* _AIM OF THE TASK_: The records underneath are to be repeated exactly, with the pictures left out.
__________________________________________________
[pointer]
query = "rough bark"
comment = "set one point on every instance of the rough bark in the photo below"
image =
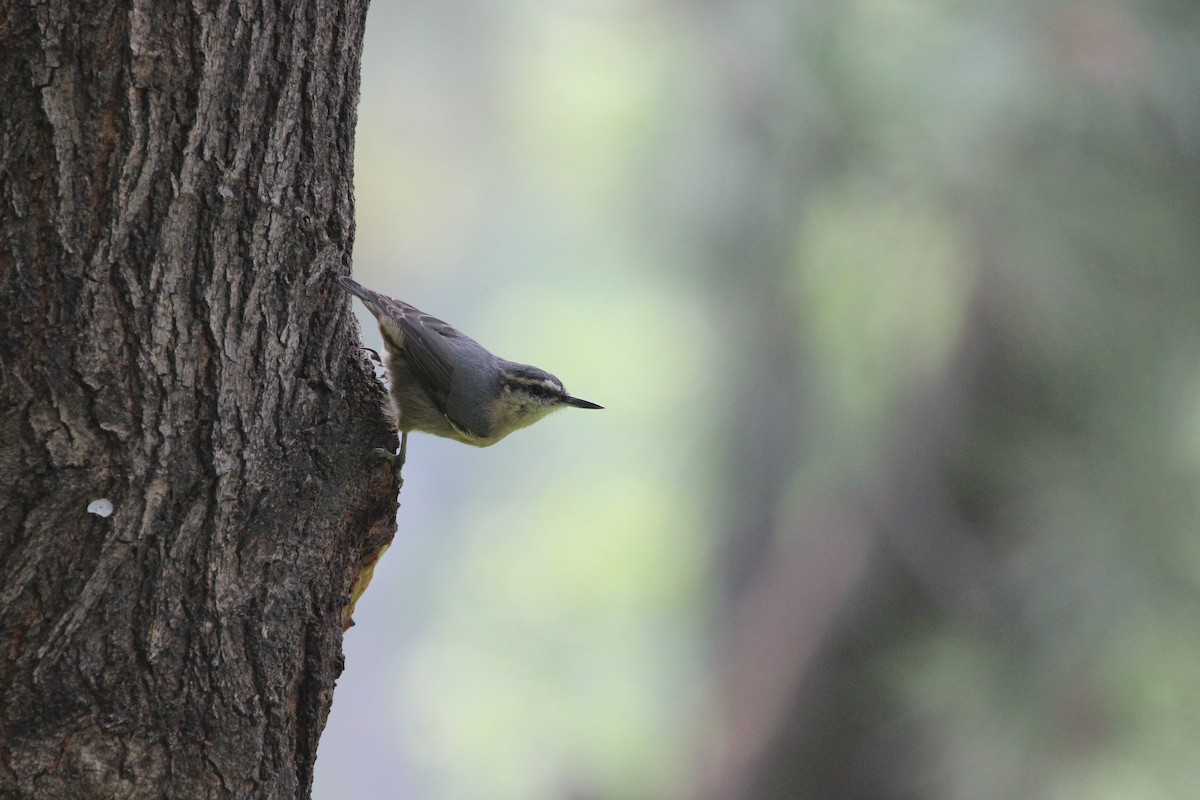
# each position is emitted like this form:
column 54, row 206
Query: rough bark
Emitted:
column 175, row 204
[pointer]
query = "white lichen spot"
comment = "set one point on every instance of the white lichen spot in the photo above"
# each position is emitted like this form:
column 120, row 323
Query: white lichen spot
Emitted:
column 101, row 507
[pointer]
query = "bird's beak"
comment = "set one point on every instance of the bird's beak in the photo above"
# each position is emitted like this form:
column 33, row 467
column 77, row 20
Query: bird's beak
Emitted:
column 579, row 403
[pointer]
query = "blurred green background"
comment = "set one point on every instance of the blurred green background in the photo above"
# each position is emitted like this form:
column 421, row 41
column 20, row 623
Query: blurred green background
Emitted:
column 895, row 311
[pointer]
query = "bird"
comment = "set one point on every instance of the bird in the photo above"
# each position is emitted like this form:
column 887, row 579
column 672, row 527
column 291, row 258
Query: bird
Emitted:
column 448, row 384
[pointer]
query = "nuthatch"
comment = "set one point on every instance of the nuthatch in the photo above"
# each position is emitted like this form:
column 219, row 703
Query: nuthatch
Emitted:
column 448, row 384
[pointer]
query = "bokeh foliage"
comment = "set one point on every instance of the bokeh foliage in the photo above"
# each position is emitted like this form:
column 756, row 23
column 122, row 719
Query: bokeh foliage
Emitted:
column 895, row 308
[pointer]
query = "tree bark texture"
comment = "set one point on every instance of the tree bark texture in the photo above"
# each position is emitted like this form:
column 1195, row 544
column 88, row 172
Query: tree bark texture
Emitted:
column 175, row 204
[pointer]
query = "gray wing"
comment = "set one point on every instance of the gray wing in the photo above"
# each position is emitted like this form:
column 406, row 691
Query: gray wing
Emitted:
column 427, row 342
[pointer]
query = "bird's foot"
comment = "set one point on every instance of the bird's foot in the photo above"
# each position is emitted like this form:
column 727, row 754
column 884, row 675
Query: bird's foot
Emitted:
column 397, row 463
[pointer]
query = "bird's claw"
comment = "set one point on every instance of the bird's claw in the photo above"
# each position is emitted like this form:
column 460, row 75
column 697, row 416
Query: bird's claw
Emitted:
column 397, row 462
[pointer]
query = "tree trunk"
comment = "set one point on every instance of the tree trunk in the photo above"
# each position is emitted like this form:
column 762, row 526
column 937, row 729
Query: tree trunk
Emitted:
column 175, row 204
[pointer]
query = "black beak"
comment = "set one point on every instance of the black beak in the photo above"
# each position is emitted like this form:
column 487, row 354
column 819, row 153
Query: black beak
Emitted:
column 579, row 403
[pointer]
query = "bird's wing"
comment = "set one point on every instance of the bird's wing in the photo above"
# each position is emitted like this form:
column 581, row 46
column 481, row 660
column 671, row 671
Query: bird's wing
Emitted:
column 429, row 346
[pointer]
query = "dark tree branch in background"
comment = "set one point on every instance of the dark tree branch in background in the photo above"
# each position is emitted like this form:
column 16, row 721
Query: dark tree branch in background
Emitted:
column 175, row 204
__________________________________________________
* _SOLUTION FOR THIS EXERCISE_:
[pointer]
query = "rough bark"
comment = "set one point on every instance of the rough bark in the photo below"
image =
# each position is emitted like this form:
column 54, row 206
Query: rough bark
Emitted:
column 175, row 204
[pointer]
query = "white lichen spot"
comment = "set one point on every instance of the white lichen spot in the photo above"
# each position is emitted like this form:
column 120, row 323
Query: white lichen spot
Emitted:
column 101, row 507
[pointer]
query = "bird's beak"
comment = "set one point on every instance of the bird's beak in the photo above"
# each position is emitted like this form:
column 33, row 467
column 77, row 20
Query: bird's beak
Emitted:
column 579, row 403
[pointer]
query = "blurred green background"
comment = "set one point on every instance of the blurred green background in the photo above"
# each position is emitted like this form:
column 421, row 41
column 20, row 623
Query: blurred green background
Emitted:
column 895, row 311
[pointer]
query = "bird"
comment = "set one point on every instance of the bird in the photo above"
# each position is emitted like this form:
column 887, row 579
column 672, row 527
column 291, row 258
Query: bird
Emitted:
column 448, row 384
[pointer]
query = "nuthatch"
comment = "set one point on every instance of the nuthatch in the photo above"
# each position is emitted like this form:
column 219, row 703
Query: nuthatch
Emitted:
column 448, row 384
[pointer]
query = "bokeh foliage"
comment = "set one point on every instance of the bokeh foliage in the photo above"
# each position is emitted like this form:
column 756, row 23
column 122, row 719
Query: bokeh foliage
Emitted:
column 895, row 308
[pointer]
query = "tree bark texture"
comment = "set one point on every instance of the tree bark texture in the photo above"
# each position is emitted like this form:
column 1195, row 544
column 88, row 172
Query: tree bark texture
Emitted:
column 175, row 204
[pointer]
query = "gray wing"
comment = "set one point on every instance of the gray wing in the photo above"
# each position is emitted like this form:
column 406, row 691
Query: gray wing
Emitted:
column 427, row 342
[pointer]
query = "bird's foot"
comment = "set one point on every instance of the bird's foot in the photo above"
# each position is emitted like this form:
column 727, row 754
column 884, row 675
Query: bird's foot
Emitted:
column 397, row 463
[pointer]
query = "bird's claw"
comment = "set one point on every instance of the bird's claw in the photo above"
# each position is emitted like this form:
column 460, row 75
column 697, row 416
Query: bird's claw
Emitted:
column 397, row 462
[pointer]
query = "tree trunk"
comment = "set one point on every instance of the tree trunk in the photo above"
# each position is emitted like this form:
column 762, row 526
column 937, row 729
Query: tree trunk
Emitted:
column 175, row 204
[pointer]
query = "black beak"
comment = "set one point on every instance of the black beak in the photo above"
# each position is emitted like this form:
column 487, row 354
column 819, row 153
Query: black beak
Emitted:
column 579, row 403
[pointer]
query = "bird's wing"
comment = "set one point on every instance of the bird's wing in the photo above"
# each position is emitted like this form:
column 581, row 46
column 481, row 660
column 671, row 671
Query: bird's wing
Emitted:
column 429, row 346
[pointer]
query = "dark tree branch in background"
comment = "set one point on every instance of the dark tree branch in background in the photo above"
# each position is emitted like this form:
column 16, row 721
Query: dark tree branch in background
Emitted:
column 175, row 204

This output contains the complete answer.